◆ WORK TO BE COMPLETED ◆
Report each line of the rows below that contains the string "side", matching case exactly.
## begin
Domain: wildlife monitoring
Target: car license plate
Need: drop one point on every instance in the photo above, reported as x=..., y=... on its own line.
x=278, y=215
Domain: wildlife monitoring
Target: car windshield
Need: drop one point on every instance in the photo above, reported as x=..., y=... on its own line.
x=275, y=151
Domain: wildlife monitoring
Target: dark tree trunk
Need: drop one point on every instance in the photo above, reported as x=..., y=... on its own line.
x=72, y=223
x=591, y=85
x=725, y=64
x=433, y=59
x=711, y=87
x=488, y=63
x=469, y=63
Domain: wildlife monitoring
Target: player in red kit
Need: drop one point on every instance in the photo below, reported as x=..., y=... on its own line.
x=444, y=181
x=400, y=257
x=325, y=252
## end
## begin
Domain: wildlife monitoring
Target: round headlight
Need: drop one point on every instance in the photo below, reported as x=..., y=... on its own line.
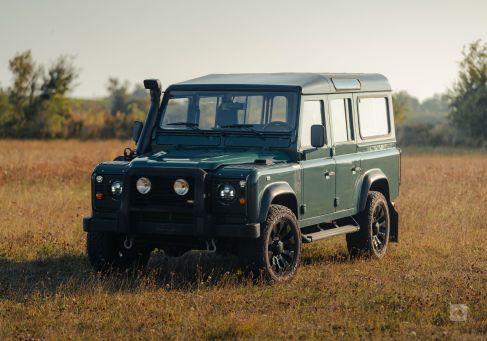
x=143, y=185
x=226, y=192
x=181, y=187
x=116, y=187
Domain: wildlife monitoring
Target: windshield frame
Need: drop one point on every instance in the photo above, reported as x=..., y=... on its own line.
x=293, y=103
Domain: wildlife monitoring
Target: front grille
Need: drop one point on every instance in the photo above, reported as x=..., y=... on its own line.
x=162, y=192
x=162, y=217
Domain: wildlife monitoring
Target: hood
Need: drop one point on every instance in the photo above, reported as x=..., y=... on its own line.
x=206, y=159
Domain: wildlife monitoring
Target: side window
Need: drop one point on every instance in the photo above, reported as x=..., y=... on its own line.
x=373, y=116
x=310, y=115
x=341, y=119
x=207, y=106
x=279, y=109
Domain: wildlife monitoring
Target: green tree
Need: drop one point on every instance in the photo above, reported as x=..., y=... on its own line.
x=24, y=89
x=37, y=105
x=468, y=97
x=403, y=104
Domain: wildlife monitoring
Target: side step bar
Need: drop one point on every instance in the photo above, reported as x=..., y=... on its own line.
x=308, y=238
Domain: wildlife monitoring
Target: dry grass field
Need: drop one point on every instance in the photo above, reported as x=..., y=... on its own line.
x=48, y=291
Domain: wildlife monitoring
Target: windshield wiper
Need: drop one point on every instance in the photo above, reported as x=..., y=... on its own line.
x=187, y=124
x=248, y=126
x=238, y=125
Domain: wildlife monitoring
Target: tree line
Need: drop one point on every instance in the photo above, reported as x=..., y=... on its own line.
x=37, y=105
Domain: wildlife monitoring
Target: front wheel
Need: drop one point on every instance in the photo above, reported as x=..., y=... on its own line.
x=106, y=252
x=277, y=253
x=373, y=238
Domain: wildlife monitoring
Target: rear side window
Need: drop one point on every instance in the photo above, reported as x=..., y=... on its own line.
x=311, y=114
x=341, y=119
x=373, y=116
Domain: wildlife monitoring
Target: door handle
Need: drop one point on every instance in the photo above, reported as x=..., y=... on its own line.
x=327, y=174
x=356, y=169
## end
## begin
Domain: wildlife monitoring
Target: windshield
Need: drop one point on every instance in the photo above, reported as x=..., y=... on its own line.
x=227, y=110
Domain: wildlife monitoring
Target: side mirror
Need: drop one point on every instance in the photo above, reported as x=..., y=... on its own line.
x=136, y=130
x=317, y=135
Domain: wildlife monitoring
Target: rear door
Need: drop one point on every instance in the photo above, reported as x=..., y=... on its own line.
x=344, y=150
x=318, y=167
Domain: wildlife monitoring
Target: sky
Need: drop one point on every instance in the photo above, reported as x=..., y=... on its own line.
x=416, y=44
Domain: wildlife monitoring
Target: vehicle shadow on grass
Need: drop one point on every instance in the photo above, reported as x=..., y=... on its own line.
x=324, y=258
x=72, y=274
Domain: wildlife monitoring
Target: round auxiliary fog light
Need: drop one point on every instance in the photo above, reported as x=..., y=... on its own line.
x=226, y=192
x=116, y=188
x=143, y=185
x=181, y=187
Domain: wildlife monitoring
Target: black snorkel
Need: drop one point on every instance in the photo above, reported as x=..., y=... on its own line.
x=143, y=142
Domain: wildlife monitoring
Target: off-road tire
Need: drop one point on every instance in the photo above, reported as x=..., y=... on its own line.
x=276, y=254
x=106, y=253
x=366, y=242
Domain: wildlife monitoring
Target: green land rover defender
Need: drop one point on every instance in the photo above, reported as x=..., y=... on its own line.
## end
◆ EXERCISE SOLUTION ◆
Target: side window
Target: side step bar
Target: rear side window
Target: side mirror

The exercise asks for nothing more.